◆ **Provided text**
= = = = =

In Fontenot v. Stanolind Oil and Gas Company, D.C., 144 F.Supp. 818, affirmed 5 Cir., 243 F.2d 574, the petitioner sued in tort for injuries received while working on emulsion heater treaters which were owned by Stanolind Oil and Gas Company. At the time of the accident, petitioner was employed by B. Lewis Contractors, Inc., an independent contractor who had been called in to perform the work for the defendant. The Court found that the heater treaters had been periodically served by Stanolind employees or by outside contractors. As the defendant did not have any employees available to do the necessary repair on the *288treater in question, the contractor was called in and was requested to furnish five men to do the job. In the field where the accident occurred, there were four emulsion heater treaters which were used to separate oil from water by means of heating. The Court held that the repair and maintenance of the heater treaters were an integral part of the work of the defendant and held that the provisions of LSA-R.S. 23:1061 did apply. In that case, quoting from Isthiman S. S. Company v. Olivieri, 5 Cir., 202 F.2d 492, the Court said [144 F.Supp. 824]:

“The decisive factors are the nature of the employee’s work and of the principal’s trade, business, or occupation. Unless the work is of such a special or separate character as would not ordinarily or appropriately be performed by the principal employer’s own employees in the prosecution of its business or an essential part thereof, it is a part of the principal’s trade, business or occupation.”

Now the record in the instant suit discloses that the defendant had on several occasions constructed its own carbon black plants either in whole or in part, and that it had constructed some twelve or thirteen elevators of a similar nature to the one which occasioned petitioner’s injury. It certainly appears to this Court that the construction of its own carbon black plants was an integral part of the business of the defendant.

In Wynn v. Fidelity & Casualty Company of New York, La.App., 85 So.2d 315, the petitioner was working for W. T. Skains, in the removal of a partition wall in a building belonging to Southern Building Supply Company. Petitioner was injured while in the performance of said work. At the time of the accident, Southern Building Supply Company was engaged in selling building materials and supplies and in the operation of a lumber yard. It also participated in contracts involving the repair and remodelling of houses, although said work was done exclusively through independent contractors. The Court held that Southern Building Supply Company was engaged in a hazardous business and that petitioner was injured while engaged in work which was essentially consistent with the type of business conducted by it. The Court awarded judgment in favor of petitioner and against the compensation insurer of Southern Building Supply Company. Although the said case was not in tort, as is the present case, the Court in effect did hold that the provisions of LSA-R.S. 23:1061 would apply and that the petitioner, although working for an independent contractor at the time of the accident, was engaged in duties which were essentially consistent with the type of business of the principal, Southern Building Supply Company.

= = = = =

Please state how many men the contractor was asked to furnish for the heater treater repair, according to the court opinion. The records below come from a separate source, not from the court opinion.

= = = = =

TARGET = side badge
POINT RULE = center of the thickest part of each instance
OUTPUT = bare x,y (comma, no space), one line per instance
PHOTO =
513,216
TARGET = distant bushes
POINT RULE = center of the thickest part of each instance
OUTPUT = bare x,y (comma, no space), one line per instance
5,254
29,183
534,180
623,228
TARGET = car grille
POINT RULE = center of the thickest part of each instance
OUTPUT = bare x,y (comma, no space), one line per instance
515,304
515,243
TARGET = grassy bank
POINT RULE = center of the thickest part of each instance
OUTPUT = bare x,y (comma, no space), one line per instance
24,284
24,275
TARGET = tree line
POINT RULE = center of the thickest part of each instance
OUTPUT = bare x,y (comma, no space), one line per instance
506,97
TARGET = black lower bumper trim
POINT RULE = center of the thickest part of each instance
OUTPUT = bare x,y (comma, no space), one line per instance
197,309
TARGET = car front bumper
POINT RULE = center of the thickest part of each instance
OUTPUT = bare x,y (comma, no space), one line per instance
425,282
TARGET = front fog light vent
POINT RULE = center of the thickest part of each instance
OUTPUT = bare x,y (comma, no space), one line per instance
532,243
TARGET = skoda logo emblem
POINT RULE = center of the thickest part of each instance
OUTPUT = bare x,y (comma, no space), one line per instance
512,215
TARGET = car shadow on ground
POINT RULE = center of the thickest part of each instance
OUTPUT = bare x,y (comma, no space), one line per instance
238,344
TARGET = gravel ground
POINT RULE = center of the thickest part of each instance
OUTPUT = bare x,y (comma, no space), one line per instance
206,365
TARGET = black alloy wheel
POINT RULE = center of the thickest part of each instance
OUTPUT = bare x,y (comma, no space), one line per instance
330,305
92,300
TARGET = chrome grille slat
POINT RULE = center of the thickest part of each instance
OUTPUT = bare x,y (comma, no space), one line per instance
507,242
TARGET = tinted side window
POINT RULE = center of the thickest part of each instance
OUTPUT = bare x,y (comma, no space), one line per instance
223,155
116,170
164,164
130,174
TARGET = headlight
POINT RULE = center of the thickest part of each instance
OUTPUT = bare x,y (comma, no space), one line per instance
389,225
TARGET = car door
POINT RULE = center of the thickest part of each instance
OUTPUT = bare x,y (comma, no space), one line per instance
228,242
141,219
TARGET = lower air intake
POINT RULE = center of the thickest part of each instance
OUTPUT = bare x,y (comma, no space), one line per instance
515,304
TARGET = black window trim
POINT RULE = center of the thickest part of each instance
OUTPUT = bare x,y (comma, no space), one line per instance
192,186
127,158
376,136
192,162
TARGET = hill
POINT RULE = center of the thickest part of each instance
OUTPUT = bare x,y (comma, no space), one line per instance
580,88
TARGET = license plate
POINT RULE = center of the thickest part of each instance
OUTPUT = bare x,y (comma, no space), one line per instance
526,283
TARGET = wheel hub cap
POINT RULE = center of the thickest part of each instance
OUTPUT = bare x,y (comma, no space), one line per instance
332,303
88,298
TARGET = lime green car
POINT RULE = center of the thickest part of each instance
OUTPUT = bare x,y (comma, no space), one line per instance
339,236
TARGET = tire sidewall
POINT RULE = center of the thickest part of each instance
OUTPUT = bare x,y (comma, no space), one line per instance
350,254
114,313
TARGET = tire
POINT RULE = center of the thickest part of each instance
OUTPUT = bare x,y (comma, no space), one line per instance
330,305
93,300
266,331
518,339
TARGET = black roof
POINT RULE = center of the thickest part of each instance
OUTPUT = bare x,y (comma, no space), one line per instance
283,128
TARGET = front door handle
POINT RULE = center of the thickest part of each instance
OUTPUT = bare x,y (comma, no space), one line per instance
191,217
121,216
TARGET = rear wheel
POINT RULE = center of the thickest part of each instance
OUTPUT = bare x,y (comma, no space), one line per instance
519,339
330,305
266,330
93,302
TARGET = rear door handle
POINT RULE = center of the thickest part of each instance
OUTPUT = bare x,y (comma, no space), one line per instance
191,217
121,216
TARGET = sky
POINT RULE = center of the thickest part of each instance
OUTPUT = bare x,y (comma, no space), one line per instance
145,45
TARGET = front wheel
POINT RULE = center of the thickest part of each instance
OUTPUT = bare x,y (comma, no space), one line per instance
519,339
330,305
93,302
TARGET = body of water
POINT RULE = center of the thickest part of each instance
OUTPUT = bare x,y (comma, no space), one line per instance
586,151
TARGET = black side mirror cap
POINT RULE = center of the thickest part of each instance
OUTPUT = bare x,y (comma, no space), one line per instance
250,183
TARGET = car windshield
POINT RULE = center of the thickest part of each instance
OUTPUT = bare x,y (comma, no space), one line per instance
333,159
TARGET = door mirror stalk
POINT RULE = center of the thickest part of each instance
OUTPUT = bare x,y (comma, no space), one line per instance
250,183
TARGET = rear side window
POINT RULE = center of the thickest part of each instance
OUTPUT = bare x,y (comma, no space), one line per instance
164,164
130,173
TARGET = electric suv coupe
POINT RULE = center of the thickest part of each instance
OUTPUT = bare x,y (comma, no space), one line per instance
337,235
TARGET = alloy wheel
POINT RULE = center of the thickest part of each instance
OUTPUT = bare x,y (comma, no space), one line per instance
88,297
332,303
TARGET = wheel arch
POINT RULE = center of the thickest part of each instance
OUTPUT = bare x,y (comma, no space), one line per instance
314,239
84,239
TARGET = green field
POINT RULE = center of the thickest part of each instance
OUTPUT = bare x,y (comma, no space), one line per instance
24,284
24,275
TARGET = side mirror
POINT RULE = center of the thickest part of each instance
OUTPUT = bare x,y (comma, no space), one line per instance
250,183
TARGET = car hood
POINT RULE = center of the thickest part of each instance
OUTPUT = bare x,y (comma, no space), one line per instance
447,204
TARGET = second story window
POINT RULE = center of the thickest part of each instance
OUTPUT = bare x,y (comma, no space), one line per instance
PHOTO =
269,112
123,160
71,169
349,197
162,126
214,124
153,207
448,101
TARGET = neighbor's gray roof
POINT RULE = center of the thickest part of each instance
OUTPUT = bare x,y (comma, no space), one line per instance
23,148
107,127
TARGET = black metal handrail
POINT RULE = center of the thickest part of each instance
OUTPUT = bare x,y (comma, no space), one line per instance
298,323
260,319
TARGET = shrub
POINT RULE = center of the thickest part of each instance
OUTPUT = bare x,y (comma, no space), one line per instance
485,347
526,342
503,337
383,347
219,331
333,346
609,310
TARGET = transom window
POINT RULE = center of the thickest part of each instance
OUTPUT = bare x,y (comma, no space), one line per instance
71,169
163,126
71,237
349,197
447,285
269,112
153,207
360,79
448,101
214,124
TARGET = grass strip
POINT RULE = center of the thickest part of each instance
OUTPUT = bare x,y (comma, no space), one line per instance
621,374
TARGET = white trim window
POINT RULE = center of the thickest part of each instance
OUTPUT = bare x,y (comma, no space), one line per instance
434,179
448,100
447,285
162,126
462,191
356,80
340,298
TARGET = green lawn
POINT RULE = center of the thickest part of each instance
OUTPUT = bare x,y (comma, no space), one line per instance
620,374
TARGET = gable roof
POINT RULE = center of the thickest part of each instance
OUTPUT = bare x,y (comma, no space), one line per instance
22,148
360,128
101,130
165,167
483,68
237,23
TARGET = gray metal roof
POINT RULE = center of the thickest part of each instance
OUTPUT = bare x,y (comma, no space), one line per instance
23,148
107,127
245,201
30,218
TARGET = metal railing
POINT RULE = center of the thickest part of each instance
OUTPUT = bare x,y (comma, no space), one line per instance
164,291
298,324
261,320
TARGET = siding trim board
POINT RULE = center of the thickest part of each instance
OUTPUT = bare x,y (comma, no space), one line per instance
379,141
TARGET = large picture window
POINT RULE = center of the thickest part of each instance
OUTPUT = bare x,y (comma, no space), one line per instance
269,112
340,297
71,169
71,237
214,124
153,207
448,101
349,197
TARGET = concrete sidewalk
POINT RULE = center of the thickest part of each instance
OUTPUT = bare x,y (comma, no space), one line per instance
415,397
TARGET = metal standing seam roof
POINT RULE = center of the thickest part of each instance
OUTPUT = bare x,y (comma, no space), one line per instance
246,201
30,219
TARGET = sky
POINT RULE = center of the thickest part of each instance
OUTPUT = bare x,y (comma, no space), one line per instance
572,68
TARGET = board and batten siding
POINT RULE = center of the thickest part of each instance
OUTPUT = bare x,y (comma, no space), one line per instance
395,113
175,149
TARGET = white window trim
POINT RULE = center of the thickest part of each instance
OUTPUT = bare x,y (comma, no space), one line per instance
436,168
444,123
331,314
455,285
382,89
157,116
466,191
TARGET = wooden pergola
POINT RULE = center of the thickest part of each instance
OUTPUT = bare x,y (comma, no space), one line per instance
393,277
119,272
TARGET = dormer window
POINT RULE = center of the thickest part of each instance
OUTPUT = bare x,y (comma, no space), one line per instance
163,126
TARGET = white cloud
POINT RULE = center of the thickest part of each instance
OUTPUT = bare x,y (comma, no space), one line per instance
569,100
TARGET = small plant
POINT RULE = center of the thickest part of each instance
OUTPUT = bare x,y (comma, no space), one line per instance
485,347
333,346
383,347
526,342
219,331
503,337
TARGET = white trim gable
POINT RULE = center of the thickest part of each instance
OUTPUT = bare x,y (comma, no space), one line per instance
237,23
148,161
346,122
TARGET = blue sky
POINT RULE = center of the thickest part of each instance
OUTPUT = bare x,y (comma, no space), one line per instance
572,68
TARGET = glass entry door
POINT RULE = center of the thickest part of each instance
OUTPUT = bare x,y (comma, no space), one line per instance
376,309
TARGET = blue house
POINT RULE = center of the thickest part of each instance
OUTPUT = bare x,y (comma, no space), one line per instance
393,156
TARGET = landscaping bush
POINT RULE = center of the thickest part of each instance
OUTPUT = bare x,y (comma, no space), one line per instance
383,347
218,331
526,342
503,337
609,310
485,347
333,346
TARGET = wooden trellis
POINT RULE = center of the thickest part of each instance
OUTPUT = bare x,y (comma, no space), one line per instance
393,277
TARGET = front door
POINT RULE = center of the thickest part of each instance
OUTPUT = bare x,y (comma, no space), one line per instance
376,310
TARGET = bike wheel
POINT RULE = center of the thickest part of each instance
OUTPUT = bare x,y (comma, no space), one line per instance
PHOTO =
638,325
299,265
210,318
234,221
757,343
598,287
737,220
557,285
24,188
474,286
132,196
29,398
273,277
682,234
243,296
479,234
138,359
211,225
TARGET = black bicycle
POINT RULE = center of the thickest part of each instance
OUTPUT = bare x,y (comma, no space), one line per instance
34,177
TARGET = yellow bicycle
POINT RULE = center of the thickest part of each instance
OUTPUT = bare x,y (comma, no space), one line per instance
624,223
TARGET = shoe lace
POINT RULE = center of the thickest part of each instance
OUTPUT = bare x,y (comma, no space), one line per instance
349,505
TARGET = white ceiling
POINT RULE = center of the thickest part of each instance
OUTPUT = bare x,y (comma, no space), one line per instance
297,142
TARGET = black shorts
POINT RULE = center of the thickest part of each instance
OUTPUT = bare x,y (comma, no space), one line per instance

= = = = =

◆ **Answer to the task**
Five men.